• Texto del documento:

────────────────────

El pasado febrero salió libre gracias a un intercambio de prisioneros. Ahora está a la espera de que un tribunal evalúe si puede volver a la guerra tras la operación de rodilla a la que se sometió en mayo por una atrofia muscular ocasionada por los golpes de los guardianes de la prisión.

Iván Polhui, el miércoles en Yahidne, al norte de Ucrania. Polhui fue víctima de la ocupación rusa de su pueblo en marzo de 2022, que obligó a sus más de 300 habitantes a pasar un mes encerrados en un sótano.
Iván Polhui, el miércoles en Yahidne, al norte de Ucrania. Polhui fue víctima de la ocupación rusa de su pueblo en marzo de 2022, que obligó a sus más de 300 habitantes a pasar un mes encerrados en un sótano.Artem Galkin (https://www.facebook.com/artem.g)

────────────────────

Un bloque de datos:

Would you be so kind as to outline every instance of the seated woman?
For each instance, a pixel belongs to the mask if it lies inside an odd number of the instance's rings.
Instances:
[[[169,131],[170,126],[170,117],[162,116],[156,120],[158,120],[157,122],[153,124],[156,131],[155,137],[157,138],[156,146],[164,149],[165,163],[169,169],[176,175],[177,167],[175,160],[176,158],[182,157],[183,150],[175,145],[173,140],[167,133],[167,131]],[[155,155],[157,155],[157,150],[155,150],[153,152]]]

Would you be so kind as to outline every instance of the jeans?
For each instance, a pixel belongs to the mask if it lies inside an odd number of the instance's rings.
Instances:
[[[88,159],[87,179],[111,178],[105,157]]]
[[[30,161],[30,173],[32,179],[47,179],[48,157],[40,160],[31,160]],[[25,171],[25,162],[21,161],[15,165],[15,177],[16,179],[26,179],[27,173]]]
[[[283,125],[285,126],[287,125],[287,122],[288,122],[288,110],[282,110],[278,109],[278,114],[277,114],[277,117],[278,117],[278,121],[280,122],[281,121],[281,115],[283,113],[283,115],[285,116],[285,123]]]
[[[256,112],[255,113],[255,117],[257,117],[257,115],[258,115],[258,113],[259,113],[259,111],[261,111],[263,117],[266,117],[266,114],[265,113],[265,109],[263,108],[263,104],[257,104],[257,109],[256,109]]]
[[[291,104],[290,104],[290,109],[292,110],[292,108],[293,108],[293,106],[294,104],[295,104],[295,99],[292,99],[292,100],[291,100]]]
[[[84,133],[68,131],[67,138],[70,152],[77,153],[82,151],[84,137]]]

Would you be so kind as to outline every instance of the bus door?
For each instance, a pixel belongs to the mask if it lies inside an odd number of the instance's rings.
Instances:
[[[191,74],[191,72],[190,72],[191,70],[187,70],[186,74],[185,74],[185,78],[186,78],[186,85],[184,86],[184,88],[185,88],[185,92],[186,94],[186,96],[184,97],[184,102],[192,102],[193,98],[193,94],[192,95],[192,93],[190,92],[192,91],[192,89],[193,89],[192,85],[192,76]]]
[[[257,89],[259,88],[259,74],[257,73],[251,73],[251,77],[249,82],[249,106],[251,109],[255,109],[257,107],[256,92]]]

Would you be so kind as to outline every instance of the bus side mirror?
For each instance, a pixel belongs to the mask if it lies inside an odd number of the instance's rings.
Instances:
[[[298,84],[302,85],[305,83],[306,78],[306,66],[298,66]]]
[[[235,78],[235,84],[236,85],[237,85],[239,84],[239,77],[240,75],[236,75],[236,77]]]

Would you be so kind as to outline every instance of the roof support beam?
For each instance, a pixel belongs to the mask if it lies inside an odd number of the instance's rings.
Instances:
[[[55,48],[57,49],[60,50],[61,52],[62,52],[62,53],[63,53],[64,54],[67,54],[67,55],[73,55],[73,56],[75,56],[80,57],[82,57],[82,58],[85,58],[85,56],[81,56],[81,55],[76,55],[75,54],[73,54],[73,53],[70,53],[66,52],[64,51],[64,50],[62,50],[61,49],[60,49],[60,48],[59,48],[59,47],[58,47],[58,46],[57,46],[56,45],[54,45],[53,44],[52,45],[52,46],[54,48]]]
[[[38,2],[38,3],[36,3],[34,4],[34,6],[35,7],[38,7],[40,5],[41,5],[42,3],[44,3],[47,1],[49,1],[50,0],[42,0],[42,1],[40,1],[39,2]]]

────────────────────

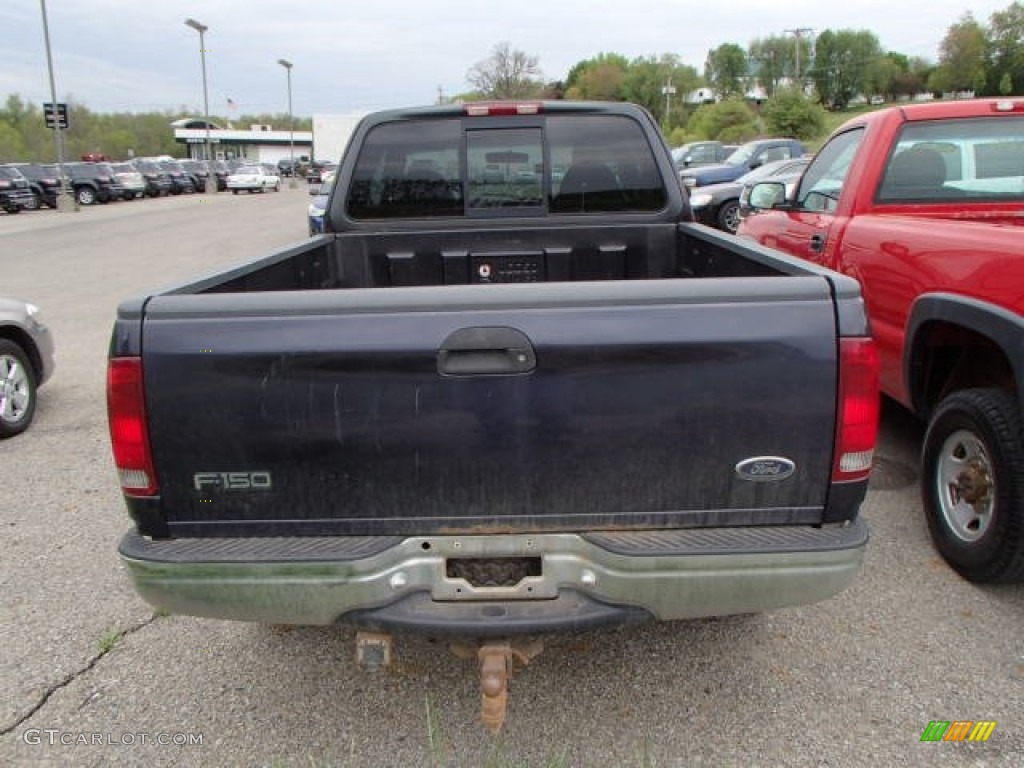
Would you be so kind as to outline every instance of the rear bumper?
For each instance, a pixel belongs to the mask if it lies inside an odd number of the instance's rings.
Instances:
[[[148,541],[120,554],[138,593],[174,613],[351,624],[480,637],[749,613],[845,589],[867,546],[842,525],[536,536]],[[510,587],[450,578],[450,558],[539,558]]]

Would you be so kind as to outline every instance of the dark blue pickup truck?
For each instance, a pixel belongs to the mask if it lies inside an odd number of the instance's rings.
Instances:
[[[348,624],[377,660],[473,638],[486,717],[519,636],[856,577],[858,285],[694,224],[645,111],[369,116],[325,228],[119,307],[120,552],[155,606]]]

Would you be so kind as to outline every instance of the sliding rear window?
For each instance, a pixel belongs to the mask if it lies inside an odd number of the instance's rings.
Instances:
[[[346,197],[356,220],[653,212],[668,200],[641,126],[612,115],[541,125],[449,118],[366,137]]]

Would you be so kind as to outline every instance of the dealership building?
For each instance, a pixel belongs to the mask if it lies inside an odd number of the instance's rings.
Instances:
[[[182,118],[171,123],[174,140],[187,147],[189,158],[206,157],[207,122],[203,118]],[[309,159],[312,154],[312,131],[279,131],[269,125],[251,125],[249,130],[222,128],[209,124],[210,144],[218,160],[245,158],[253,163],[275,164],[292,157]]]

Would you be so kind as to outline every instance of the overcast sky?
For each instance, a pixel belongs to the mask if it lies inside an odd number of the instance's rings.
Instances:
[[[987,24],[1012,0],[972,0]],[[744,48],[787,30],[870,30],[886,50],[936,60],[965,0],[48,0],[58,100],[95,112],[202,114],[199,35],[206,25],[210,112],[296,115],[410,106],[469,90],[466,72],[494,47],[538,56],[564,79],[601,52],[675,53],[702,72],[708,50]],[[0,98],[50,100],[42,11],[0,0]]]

────────────────────

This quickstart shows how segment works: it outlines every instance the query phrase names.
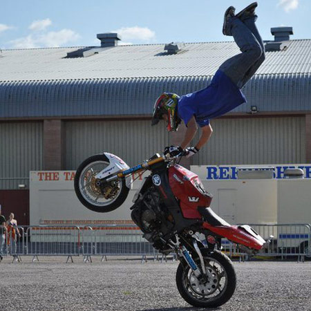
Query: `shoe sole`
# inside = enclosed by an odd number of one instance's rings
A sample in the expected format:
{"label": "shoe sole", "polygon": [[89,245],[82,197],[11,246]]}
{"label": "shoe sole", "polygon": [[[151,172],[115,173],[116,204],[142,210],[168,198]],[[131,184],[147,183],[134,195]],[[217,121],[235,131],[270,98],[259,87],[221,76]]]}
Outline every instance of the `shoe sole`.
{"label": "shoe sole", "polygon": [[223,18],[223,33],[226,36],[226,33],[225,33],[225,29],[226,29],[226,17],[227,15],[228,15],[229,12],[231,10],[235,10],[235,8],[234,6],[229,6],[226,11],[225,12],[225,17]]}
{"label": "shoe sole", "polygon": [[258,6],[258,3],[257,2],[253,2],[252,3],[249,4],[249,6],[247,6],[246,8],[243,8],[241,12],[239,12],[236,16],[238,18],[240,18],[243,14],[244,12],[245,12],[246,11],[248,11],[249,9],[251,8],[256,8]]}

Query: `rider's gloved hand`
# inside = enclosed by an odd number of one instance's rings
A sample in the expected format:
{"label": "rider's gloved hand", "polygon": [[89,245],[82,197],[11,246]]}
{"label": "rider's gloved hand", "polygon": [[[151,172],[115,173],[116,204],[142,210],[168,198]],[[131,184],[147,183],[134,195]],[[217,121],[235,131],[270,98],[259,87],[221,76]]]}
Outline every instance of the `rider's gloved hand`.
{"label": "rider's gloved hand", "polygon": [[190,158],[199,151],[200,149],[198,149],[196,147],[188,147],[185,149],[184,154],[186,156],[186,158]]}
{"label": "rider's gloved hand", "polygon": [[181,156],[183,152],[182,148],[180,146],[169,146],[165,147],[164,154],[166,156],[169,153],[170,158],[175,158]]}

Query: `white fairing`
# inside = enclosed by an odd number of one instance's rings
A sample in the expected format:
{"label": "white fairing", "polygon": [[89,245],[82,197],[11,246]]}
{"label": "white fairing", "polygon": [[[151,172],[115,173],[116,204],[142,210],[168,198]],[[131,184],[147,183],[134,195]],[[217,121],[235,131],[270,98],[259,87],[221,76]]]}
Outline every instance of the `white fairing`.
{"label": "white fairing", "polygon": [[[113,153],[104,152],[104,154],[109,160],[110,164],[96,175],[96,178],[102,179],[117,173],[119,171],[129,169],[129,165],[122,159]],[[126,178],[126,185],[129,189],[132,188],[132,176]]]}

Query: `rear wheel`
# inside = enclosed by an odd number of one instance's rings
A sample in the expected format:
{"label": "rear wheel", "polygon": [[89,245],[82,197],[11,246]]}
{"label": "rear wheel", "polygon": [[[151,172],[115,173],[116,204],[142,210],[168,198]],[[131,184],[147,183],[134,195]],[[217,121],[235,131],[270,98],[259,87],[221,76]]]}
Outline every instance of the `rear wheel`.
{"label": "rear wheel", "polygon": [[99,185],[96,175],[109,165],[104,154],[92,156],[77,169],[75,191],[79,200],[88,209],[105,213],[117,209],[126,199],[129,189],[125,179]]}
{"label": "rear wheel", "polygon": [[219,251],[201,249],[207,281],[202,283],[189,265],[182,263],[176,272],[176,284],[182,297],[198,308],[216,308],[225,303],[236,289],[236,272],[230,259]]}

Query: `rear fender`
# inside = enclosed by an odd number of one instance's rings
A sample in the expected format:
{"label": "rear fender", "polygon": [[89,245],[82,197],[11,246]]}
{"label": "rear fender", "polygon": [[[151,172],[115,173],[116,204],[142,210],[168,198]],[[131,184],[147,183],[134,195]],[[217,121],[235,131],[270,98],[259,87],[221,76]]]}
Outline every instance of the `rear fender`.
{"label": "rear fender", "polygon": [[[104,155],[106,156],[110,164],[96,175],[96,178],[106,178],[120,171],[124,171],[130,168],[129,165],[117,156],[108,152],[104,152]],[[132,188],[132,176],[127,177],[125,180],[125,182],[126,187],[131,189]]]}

────────────────────

• Consigna 1: En el texto sobre la ocupación rusa de Yahidne, ¿cuánto tiempo pasaron encerrados en un sótano los habitantes del pueblo?
• Consigna 2: Retoma el texto sobre la ocupación rusa de Yahidne y continúalo a partir de su última frase.

• Respuesta correcta 1: Pasaron un mes encerrados en un sótano.

• Respuesta correcta 2:
Las heridas de Iván Polhui, de 63 años, no son físicas, pero no por ello son menos evidentes. Este hombre pasó un mes encerrado en el sótano de una guardería con los más de 300 habitantes de Yahidne, un pueblo cercano a Chernihiv, al norte de Ucrania. Todos estaban aterrorizados ante lo que ocurría sobre sus cabezas esos días de la ocupación rusa de marzo de 2022. Más de un año después, la visita al sótano sobrecoge. En cada habitación se puede leer el número de personas que dormían allí, apiñadas: 28 adultos y cinco niños para una estancia de 10 metros cuadrados. El más pequeño era un bebé de mes y medio; el mayor, un anciano de 93 años. En otra habitación están escritos los nombres de la decena de personas que murió durante ese mes de tortura.

Polhui asegura que antes de la guerra tenía buenas relaciones con los rusos, que muchos se acercaban a su pueblo, a un centenar de kilómetros de la frontera, a comprar fresas. Pero ahora está convencido de que los rusos no son como ellos. Dice que llegaban con envidia, que estaban furiosos porque veían que en Ucrania vivían mejor. Y ahora, ¿cómo espera que acabe todo esto? “Lo único que deseo es que podamos volver a la vida normal. Y que los rusos se pudran en el infierno”.